**DATOS PARA PROCESAR**

________

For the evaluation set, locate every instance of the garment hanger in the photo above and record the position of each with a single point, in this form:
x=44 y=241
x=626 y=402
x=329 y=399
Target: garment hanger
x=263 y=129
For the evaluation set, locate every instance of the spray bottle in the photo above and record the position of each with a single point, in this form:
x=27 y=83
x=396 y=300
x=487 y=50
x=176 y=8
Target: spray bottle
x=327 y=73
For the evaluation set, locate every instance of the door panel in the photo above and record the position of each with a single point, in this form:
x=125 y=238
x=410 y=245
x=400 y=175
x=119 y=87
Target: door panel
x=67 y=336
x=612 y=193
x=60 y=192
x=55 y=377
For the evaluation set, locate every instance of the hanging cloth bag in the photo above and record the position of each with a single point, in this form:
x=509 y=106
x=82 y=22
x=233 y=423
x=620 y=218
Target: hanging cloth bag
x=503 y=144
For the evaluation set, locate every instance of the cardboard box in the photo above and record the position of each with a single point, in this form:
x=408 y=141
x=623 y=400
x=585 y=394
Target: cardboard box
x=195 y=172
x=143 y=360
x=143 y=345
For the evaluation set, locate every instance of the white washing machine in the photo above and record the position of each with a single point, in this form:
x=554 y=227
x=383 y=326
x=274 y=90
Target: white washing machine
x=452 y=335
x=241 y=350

________

**RETO**
Reescribe todas las líneas de los ítems de arriba como una lista JSON de cadenas, con una cadena por cada línea y sin incluir las líneas en blanco.

**RESPUESTA A CONTINUACIÓN**
[
  "For the evaluation set, locate every instance of the garment hanger in the photo above and record the position of each with a single point, in this form:",
  "x=44 y=241",
  "x=626 y=402",
  "x=329 y=399",
  "Target: garment hanger",
  "x=263 y=129",
  "For the evaluation set, locate every instance of the spray bottle in the photo above and record the position of each with a single point, in this form:",
  "x=27 y=83",
  "x=396 y=300",
  "x=487 y=50",
  "x=176 y=8",
  "Target: spray bottle",
  "x=327 y=73",
  "For the evaluation set, locate every instance of the door panel in the photo above and record the position of each with a single point, in this form:",
  "x=125 y=238",
  "x=410 y=245",
  "x=400 y=175",
  "x=119 y=87",
  "Target: door panel",
  "x=67 y=336",
  "x=612 y=193",
  "x=60 y=192",
  "x=55 y=377",
  "For the evaluation set, locate every instance of the hanging cloth bag in the photo above and record the position of each with a single point, in this form:",
  "x=509 y=106",
  "x=82 y=22",
  "x=233 y=423",
  "x=620 y=218",
  "Target: hanging cloth bag",
  "x=503 y=144",
  "For the evaluation set, locate every instance of the cardboard box in the photo above and record the position of each with a single point, in this form:",
  "x=408 y=141",
  "x=623 y=400",
  "x=585 y=394",
  "Target: cardboard box",
  "x=195 y=172",
  "x=143 y=360",
  "x=143 y=345",
  "For the evaluation set, locate every instance of the white washing machine in the photo above and record the position of each with a single point, in this form:",
  "x=554 y=227",
  "x=383 y=326",
  "x=274 y=90",
  "Target: white washing machine",
  "x=452 y=335",
  "x=241 y=350"
]